Do contrário, a intervenção menosprezará o Poder Legislativo estadual e violará nitidamente a separação de poderes. A pretensão de suposta indenidade do interventor às leis estaduais violenta um dos pilares do regime democrático e abre grave precedente para, em pouco tempo, investir-se contra decisões de outros poderes estaduais, inclusive o Judiciário.

III – Natureza civil da intervenção

O Decreto nº 9.288/18 determinou intervenção parcial no Poder Executivo do Estado do Rio de Janeiro, “limitada à área da segurança pública” (art. 1º, § 1º). O interventor foi nomeado para assumir parte das competências do governador de Estado (decreto, art. 3º).
A natureza da função a ser exercida pelo interventor é, portanto, aquela de governador de Estado, por definição constitucional um cargo de natureza civil. Nada obsta que um militar seja designado para assumir essa função, tal como previsto na Constituição (art. 142, § 3º, II e III), porém esse fato não transmuda a natureza da função.
O decreto interventivo estipulou no art. 2º, parágrafo único, que o cargo de interventor é de “natureza militar”. Trata-se de preceito que deve ser interpretado no estrito âmbito das relações militares, que definem a existência de “cargos de natureza militar” para fins de agregação (Lei nº 6.880/80 e Decreto nº 9.088/17), ou seja, afastamento (temporário ou permanente, a depender do cargo civil) do militar de sua função ordinária, para plena assunção do cargo de natureza civil.
Em hipótese alguma a previsão no decreto interventivo da “natureza militar” do cargo de interventor alterará a substância civil de sua atuação, inclusive para fins de definição da jurisdição competente para o controle de seus atos e sobre a sua responsabilidade.
Qualquer interpretação que tente vincular o exercício da função de interventor com o desempenho de função estritamente militar será inconstitucional. A intervenção federal no Poder Executivo estadual é, por definição constitucional, de natureza civil e não pode um decreto instituir uma intervenção militar, sob pena de responsabilidade do próprio Presidente da República que o emitiu.  

Convém nesse ponto ressaltar que, a par da natureza civil da intervenção, os atos do interventor, ainda que um militar, não poderiam atrair a competência da jurisdição militar.
A interpretação restritiva à competência da jurisdição militar já foi enfrentada pela Conselho de Direitos Humanos da ONU, pela Corte Interamericana de Direitos Humanos e pelo Tribunal Europeu de Direitos Humanos, todos de acordo em que deve vigorar, na matéria, o “princípio da especialidade”, que é aquele que atribui “jurisdição militar aos crimes cometidos em relação com a função militar, o que a limita a crimes militares cometidos por elementos das forças armadas”. Segundo os sistemas internacionais de direitos humanos, essa jurisdição deve ser restrita, excepcional e de competência funcional.

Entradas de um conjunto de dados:
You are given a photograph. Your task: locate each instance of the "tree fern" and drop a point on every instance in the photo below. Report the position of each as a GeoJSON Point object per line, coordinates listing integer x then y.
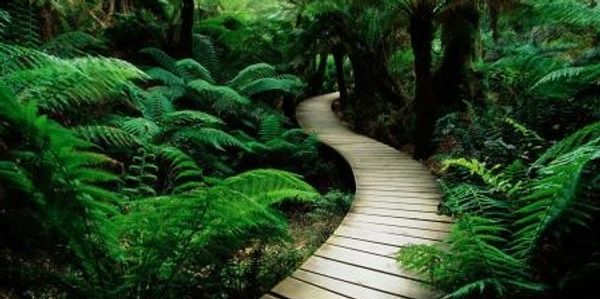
{"type": "Point", "coordinates": [222, 98]}
{"type": "Point", "coordinates": [270, 186]}
{"type": "Point", "coordinates": [583, 136]}
{"type": "Point", "coordinates": [61, 85]}
{"type": "Point", "coordinates": [251, 74]}
{"type": "Point", "coordinates": [163, 59]}
{"type": "Point", "coordinates": [281, 85]}
{"type": "Point", "coordinates": [191, 118]}
{"type": "Point", "coordinates": [69, 198]}
{"type": "Point", "coordinates": [183, 174]}
{"type": "Point", "coordinates": [553, 199]}
{"type": "Point", "coordinates": [204, 53]}
{"type": "Point", "coordinates": [109, 137]}
{"type": "Point", "coordinates": [474, 263]}
{"type": "Point", "coordinates": [192, 70]}
{"type": "Point", "coordinates": [210, 137]}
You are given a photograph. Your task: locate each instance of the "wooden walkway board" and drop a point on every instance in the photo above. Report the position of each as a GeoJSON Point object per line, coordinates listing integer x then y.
{"type": "Point", "coordinates": [395, 205]}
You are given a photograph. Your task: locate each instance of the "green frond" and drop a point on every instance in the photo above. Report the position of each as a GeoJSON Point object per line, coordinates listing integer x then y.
{"type": "Point", "coordinates": [281, 85]}
{"type": "Point", "coordinates": [564, 82]}
{"type": "Point", "coordinates": [572, 142]}
{"type": "Point", "coordinates": [268, 186]}
{"type": "Point", "coordinates": [497, 181]}
{"type": "Point", "coordinates": [164, 76]}
{"type": "Point", "coordinates": [142, 128]}
{"type": "Point", "coordinates": [468, 199]}
{"type": "Point", "coordinates": [163, 59]}
{"type": "Point", "coordinates": [553, 199]}
{"type": "Point", "coordinates": [222, 98]}
{"type": "Point", "coordinates": [72, 44]}
{"type": "Point", "coordinates": [271, 127]}
{"type": "Point", "coordinates": [473, 264]}
{"type": "Point", "coordinates": [251, 74]}
{"type": "Point", "coordinates": [204, 53]}
{"type": "Point", "coordinates": [569, 12]}
{"type": "Point", "coordinates": [108, 137]}
{"type": "Point", "coordinates": [184, 175]}
{"type": "Point", "coordinates": [191, 118]}
{"type": "Point", "coordinates": [61, 85]}
{"type": "Point", "coordinates": [15, 58]}
{"type": "Point", "coordinates": [191, 70]}
{"type": "Point", "coordinates": [211, 137]}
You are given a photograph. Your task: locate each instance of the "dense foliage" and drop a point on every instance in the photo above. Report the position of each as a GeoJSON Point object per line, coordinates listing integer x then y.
{"type": "Point", "coordinates": [139, 140]}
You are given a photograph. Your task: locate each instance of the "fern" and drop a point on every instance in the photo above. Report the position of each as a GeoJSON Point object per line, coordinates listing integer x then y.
{"type": "Point", "coordinates": [222, 98]}
{"type": "Point", "coordinates": [191, 118]}
{"type": "Point", "coordinates": [251, 74]}
{"type": "Point", "coordinates": [184, 175]}
{"type": "Point", "coordinates": [474, 264]}
{"type": "Point", "coordinates": [270, 186]}
{"type": "Point", "coordinates": [63, 182]}
{"type": "Point", "coordinates": [204, 53]}
{"type": "Point", "coordinates": [285, 85]}
{"type": "Point", "coordinates": [108, 137]}
{"type": "Point", "coordinates": [553, 199]}
{"type": "Point", "coordinates": [211, 137]}
{"type": "Point", "coordinates": [192, 70]}
{"type": "Point", "coordinates": [72, 44]}
{"type": "Point", "coordinates": [163, 59]}
{"type": "Point", "coordinates": [61, 85]}
{"type": "Point", "coordinates": [582, 136]}
{"type": "Point", "coordinates": [497, 181]}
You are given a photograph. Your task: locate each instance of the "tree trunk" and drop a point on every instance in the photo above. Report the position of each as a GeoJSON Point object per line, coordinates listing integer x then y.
{"type": "Point", "coordinates": [316, 81]}
{"type": "Point", "coordinates": [421, 33]}
{"type": "Point", "coordinates": [48, 22]}
{"type": "Point", "coordinates": [338, 56]}
{"type": "Point", "coordinates": [459, 35]}
{"type": "Point", "coordinates": [186, 39]}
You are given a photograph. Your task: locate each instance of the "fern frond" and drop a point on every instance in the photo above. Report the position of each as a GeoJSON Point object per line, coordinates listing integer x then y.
{"type": "Point", "coordinates": [252, 73]}
{"type": "Point", "coordinates": [580, 137]}
{"type": "Point", "coordinates": [72, 44]}
{"type": "Point", "coordinates": [553, 199]}
{"type": "Point", "coordinates": [284, 85]}
{"type": "Point", "coordinates": [271, 127]}
{"type": "Point", "coordinates": [204, 53]}
{"type": "Point", "coordinates": [163, 59]}
{"type": "Point", "coordinates": [142, 128]}
{"type": "Point", "coordinates": [184, 175]}
{"type": "Point", "coordinates": [62, 85]}
{"type": "Point", "coordinates": [164, 76]}
{"type": "Point", "coordinates": [108, 137]}
{"type": "Point", "coordinates": [497, 181]}
{"type": "Point", "coordinates": [222, 98]}
{"type": "Point", "coordinates": [191, 118]}
{"type": "Point", "coordinates": [191, 70]}
{"type": "Point", "coordinates": [268, 186]}
{"type": "Point", "coordinates": [211, 137]}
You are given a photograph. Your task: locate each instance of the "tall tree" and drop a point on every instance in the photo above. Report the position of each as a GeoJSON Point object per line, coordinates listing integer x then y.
{"type": "Point", "coordinates": [421, 28]}
{"type": "Point", "coordinates": [186, 39]}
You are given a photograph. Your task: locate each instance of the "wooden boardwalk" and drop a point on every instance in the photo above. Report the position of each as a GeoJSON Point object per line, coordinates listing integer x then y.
{"type": "Point", "coordinates": [395, 205]}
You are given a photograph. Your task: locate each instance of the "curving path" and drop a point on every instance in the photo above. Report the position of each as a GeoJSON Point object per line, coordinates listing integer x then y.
{"type": "Point", "coordinates": [395, 205]}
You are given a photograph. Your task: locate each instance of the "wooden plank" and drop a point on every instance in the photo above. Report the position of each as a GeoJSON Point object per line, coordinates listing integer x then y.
{"type": "Point", "coordinates": [342, 287]}
{"type": "Point", "coordinates": [377, 280]}
{"type": "Point", "coordinates": [395, 205]}
{"type": "Point", "coordinates": [398, 230]}
{"type": "Point", "coordinates": [402, 222]}
{"type": "Point", "coordinates": [293, 288]}
{"type": "Point", "coordinates": [379, 237]}
{"type": "Point", "coordinates": [363, 260]}
{"type": "Point", "coordinates": [366, 246]}
{"type": "Point", "coordinates": [429, 216]}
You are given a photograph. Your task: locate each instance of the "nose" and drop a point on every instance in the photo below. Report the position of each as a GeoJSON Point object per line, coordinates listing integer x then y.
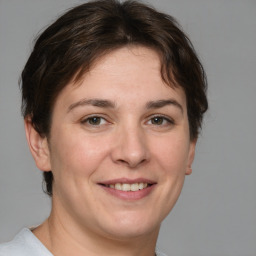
{"type": "Point", "coordinates": [130, 147]}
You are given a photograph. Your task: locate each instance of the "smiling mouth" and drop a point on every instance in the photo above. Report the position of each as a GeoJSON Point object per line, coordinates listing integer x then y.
{"type": "Point", "coordinates": [128, 187]}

◆ LISTA DE TAREFAS
1 – Explique, em uma a três frases, por que o texto sobre a intervenção federal afirma que a função do interventor tem natureza civil.
2 – Dê continuidade ao texto sobre a intervenção federal a partir da última frase apresentada.
Os dados não têm relação com o texto sobre a intervenção federal.

◆ LISTA DE RESPOSTAS
1 – O interventor foi nomeado para assumir parte das competências do governador de Estado. Por isso, a função que exerce é a de governador, cargo que, por definição constitucional, tem natureza civil. A designação de um militar para essa função, prevista na Constituição, não altera a natureza dela.

2 –
IV – Mandados de busca, apreensão e captura coletivos

O ministro da Defesa anunciou na imprensa que uma das medidas a serem adotadas durante a intervenção poderia ser a requisição de mandados de busca e apreensão e de prisão “genéricos”, nos quais não serão especificados os destinatários das prisões e demais medidas cautelares.
Tal procedimento é ilegal, uma vez que o Código de Processo Penal determina a quem deve se dirigir a ordem judicial. Mandados em branco, conferindo salvo conduto para prender, apreender e ingressar em domicílios, atentam contra inúmeras garantias individuais, tais como a proibição de violação da intimidade, do domicílio, bem como do dever de fundamentação das decisões judiciais. Por outro lado, a expedição de ordens judiciais genéricas, destinadas a serem cumpridas contra moradores de determinadas áreas da cidade, importa em ato discriminatório, violando o disposto no artigo 5º, inciso I, da Constituição Federal.
Isso porque faz supor que há uma categoria de sujeitos “naturalmente” perigosos e/ou suspeitos, em razão de sua condição econômica e do lugar onde moram.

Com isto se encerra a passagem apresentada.